Image-grounded pointing data:
....
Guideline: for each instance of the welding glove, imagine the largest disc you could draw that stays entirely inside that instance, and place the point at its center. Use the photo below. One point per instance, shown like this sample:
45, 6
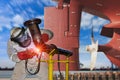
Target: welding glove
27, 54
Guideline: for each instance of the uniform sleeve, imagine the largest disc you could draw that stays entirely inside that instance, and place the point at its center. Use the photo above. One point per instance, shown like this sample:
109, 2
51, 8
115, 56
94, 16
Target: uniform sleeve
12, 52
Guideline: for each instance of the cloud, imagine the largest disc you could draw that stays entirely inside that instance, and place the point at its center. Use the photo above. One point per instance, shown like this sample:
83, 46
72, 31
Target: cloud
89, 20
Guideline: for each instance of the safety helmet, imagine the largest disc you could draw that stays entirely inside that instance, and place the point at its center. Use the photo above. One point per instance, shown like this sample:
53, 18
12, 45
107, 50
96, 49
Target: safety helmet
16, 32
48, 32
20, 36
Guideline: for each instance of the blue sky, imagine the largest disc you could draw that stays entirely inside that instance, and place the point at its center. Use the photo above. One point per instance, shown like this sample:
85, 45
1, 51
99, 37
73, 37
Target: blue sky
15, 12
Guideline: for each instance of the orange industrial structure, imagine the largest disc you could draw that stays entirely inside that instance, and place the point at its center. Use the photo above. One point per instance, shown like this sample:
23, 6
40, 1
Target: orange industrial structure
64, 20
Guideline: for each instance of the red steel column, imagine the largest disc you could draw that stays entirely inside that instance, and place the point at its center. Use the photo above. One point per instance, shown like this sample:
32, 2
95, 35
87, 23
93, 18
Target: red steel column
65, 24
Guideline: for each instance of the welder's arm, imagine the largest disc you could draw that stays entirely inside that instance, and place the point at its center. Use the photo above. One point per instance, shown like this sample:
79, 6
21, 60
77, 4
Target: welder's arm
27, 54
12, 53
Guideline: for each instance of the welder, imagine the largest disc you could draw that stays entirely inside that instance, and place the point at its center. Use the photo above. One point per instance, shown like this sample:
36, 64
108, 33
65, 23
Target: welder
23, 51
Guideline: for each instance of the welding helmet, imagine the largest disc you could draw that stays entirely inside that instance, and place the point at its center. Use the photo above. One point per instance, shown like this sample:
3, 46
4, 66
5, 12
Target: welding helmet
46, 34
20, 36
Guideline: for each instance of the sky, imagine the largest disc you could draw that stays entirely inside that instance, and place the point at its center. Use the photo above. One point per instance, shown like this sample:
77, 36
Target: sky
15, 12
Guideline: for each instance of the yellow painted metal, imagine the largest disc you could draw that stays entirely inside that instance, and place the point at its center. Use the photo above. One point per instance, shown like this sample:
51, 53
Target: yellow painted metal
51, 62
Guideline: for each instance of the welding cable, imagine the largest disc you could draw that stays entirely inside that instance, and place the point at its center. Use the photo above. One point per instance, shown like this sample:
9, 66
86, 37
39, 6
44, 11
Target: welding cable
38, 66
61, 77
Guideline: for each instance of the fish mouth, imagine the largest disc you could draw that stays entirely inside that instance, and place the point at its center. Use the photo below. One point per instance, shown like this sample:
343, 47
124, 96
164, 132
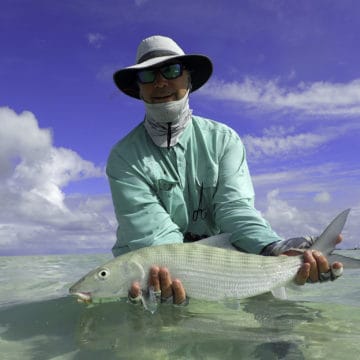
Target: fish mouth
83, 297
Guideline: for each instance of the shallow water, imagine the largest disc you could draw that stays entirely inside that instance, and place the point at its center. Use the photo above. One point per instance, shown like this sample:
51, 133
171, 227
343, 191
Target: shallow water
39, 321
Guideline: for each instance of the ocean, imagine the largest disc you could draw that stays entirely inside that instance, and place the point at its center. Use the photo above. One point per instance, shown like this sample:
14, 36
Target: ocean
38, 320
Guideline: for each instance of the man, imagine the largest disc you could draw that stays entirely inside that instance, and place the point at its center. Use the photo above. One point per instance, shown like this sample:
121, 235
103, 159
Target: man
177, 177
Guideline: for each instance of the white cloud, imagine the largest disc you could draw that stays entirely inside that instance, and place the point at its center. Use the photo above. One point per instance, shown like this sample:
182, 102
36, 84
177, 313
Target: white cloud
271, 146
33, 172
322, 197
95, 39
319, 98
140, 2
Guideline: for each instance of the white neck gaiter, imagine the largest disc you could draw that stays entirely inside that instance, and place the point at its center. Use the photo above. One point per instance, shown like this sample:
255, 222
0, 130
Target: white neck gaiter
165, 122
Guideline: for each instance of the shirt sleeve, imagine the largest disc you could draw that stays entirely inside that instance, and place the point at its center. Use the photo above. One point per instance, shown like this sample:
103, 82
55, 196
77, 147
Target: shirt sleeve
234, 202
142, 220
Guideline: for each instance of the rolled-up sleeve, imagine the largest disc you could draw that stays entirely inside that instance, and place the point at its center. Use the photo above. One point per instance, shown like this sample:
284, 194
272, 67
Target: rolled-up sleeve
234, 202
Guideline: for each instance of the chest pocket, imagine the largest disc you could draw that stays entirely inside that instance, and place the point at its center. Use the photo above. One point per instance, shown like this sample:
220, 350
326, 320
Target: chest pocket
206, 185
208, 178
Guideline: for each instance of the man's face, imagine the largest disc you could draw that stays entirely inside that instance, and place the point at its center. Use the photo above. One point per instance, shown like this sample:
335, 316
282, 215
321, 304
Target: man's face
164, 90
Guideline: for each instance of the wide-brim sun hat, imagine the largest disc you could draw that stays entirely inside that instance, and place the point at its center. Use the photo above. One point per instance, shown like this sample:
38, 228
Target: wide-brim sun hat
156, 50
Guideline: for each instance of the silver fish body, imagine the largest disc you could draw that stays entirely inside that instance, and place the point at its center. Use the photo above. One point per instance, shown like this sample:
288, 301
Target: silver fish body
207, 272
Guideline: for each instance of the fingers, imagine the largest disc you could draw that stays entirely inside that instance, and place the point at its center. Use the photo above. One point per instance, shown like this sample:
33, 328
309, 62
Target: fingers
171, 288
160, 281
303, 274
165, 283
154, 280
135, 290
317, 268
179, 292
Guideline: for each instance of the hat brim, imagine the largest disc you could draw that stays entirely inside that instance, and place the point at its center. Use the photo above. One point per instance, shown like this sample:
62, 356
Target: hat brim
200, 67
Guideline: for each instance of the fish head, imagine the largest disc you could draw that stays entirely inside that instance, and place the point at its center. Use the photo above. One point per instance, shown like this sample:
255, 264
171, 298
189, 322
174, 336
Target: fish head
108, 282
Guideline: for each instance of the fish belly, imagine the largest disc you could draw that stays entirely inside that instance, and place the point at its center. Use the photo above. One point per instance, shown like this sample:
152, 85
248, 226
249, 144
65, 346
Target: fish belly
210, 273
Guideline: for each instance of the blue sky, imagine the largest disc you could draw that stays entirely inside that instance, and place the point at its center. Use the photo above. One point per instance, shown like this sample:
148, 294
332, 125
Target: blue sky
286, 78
....
--- EXERCISE INSTRUCTIONS ---
Could you reproduce the records above exactly, leaving out every picture?

--- SOLUTION FOR THIS PROBLEM ---
Guideline: for each instance of the welding glove, imagine the largest disc you could draw that stays entirely inside that instance, and place the point at its center. Use the photo below. One point per instance, shown like this sample:
45, 6
Target: welding glove
27, 54
Guideline: for each instance of the uniform sleeve, imagine the largest disc you could draw that stays entirely inside that instance, and place the point at its center. Use the photo above. One point per instance, shown like this sample:
109, 2
51, 8
115, 56
94, 16
Target: uniform sleeve
12, 52
Guideline: for each instance of the cloud, imagine the largest disc you could draw that stays entirely inside that instance, and place the point at its center. Use the photo above. One point per instance, shown like this sample:
83, 46
72, 31
Target: cloud
89, 20
Guideline: for each instance of the safety helmet, imagine the largest disc you could draw that stays entirely inside that instance, and place the point at its center. Use the photo above. One point per instance, shown like this sample:
53, 18
12, 45
107, 50
96, 49
Target: safety helmet
16, 32
48, 32
20, 36
Guideline: for each instance of the blue sky, imagine the largest disc you could draw that stays entirely inside that instance, and place the point at its center. Use the photo above. One point per instance, shown like this sample:
85, 45
1, 51
99, 37
73, 37
Target: blue sky
15, 12
Guideline: for each instance of the orange industrial structure, imagine the largest disc you could draw that stays entirely inside that instance, and place the point at its center. Use the photo above. One point per instance, shown like this sample:
23, 6
40, 1
Target: orange industrial structure
64, 20
Guideline: for each instance of the red steel column, imagine the largest disc you could draw that stays entirely inside that instance, and place the point at its center. Use the photo above. One point per instance, shown like this sample:
32, 2
95, 35
87, 23
93, 18
Target: red steel column
65, 24
Guideline: for each instance of the welder's arm, imagine the largest disc you could draw that stays entirely inside that instance, and place the point at its center. Use the photo above. One point per instance, shown like this sample:
79, 6
21, 60
77, 4
Target: welder's arm
27, 54
12, 53
Guideline: for each instance of the welder, imagine the largest disc you could draw that stays entirely inside that instance, and place the point at its center. Use the photo above. One point per instance, shown like this sample:
36, 64
108, 33
65, 23
Target: welder
23, 51
Guideline: for each instance of the welding helmet, imagine the largest disc you could draw that stays entirely inside that instance, and place the point at its center. Use the photo above. One point per instance, shown like this sample:
3, 46
4, 66
5, 12
Target: welding helmet
46, 34
20, 36
Guideline: for each instance of the sky, imagine the largest disc you could draw that stays entirely inside that instance, and place the point at its center. Use the photo above. One point per instance, shown like this sample:
77, 36
Target: sky
15, 12
Guideline: for each instance of the yellow painted metal, imagine the largest disc you could draw that stays entirely inside that instance, and place the point at its center. Use the photo above. One point per instance, shown like this sample:
51, 53
Target: yellow painted metal
51, 62
Guideline: for each instance of the welding cable, imagine the largest disc you could draw that stays entirely inside that instance, and place the point at its center. Use the photo above. One point per instance, shown like this sample:
9, 66
86, 37
39, 6
44, 11
Target: welding cable
38, 66
61, 77
Guideline: for each instance of the fish mouth, imagine the largest disc you could draw that stays entirely inside that instance, and place the point at its center. Use the photo below. One point per instance, shown like this sample:
343, 47
124, 96
164, 132
Target: fish mouth
83, 297
Guideline: for each instance of the shallow water, imagine the largest disc you could draw that stays entirely inside that instance, and place the point at its center. Use the photo above. One point per instance, shown like this sample:
51, 133
171, 227
343, 191
Target: shallow water
39, 321
Guideline: for each instance of the ocean, imagine the largest disc you could draw that stays entirely inside that instance, and place the point at its center. Use the photo above. One point per instance, shown like this sample:
14, 36
Target: ocean
38, 320
Guideline: for each instance of the man, imagine the largest disc you could draw that stays entirely inside that instance, and place the point at its center. Use the photo above. One point per instance, shown like this sample:
121, 235
103, 159
Target: man
177, 177
Guideline: for each instance of the white cloud, imagine the largest disc you could draw that stays entirely inside that instance, and place the point at its center. Use the photo above. One point per instance, shown like this sample:
182, 102
36, 84
177, 313
Target: white cloud
271, 146
33, 172
322, 197
95, 39
319, 98
140, 2
Guideline: for each instance of the white neck gaiter, imagine the largest disc you could draw that stays entirely inside that instance, and place the point at its center. Use the photo above. One point per instance, shown like this sample:
255, 222
0, 130
Target: white neck gaiter
165, 122
Guideline: for each instance of the shirt sleeve, imagine the largest disc you could draw that stays entirely inside that instance, and place the point at its center. Use the photo above. One point per instance, shown like this sample:
103, 82
55, 196
77, 147
Target: shirt sleeve
234, 202
142, 220
Guideline: for each instance of the rolled-up sleeve, imagine the largest disc you could draw that stays entirely inside that instance, and place the point at its center. Use the photo above. One point per instance, shown like this sample:
284, 194
272, 67
Target: rolled-up sleeve
234, 202
Guideline: for each instance of the chest pocket, imagine the largest disc you could draw that stays entirely inside that instance, and place the point at its center. Use the photo above. One point per instance, shown like this sample:
220, 350
326, 320
Target: chest pocket
206, 185
208, 178
Guideline: for each instance of the man's face, imagine the largest disc you could draw that stays entirely inside that instance, and place the point at its center. Use the photo above. One point per instance, shown like this sample:
335, 316
282, 215
321, 304
Target: man's face
164, 90
Guideline: for each instance of the wide-brim sun hat, imagine the largest disc you could draw that stays entirely inside that instance, and place the point at its center. Use the photo above. One point per instance, shown like this sample:
38, 228
Target: wide-brim sun hat
156, 50
Guideline: for each instance of the silver fish body, imagine the largest disc you could draw that stays entirely inside that instance, and place the point at its center. Use the photo above. One point per instance, shown like this sample:
288, 301
Target: silver fish body
207, 272
Guideline: for each instance of the fingers, imagine the largest disc you could draw that stays entirely inside that instance, and place the point at its center. Use the photo above. One point per instance, shown like this sample:
33, 328
309, 62
Target: fingers
171, 288
160, 281
303, 274
165, 283
154, 280
135, 290
317, 268
179, 292
Guideline: for each instance of the hat brim, imagine the largest disc you could draw that stays entirely inside that instance, and place the point at its center. Use the photo above. One point per instance, shown like this sample:
62, 356
Target: hat brim
200, 67
Guideline: for each instance of the fish head, imagine the largest disc you could draw that stays entirely inside that instance, and place the point at its center. Use the photo above. One point per instance, shown like this sample:
255, 264
171, 298
189, 322
174, 336
Target: fish head
108, 282
Guideline: for each instance of the fish belly, imagine the largest disc you could draw that stays entirely inside that instance, and place the point at its center. Use the photo above. One point per instance, shown like this sample:
152, 85
248, 226
249, 144
65, 346
Target: fish belly
210, 273
Guideline: for each instance of the blue sky, imagine the largest disc you could draw that stays entirely inside that instance, and place the point at its center. Use the photo above. One point per instance, shown like this sample:
148, 294
332, 125
Target: blue sky
286, 78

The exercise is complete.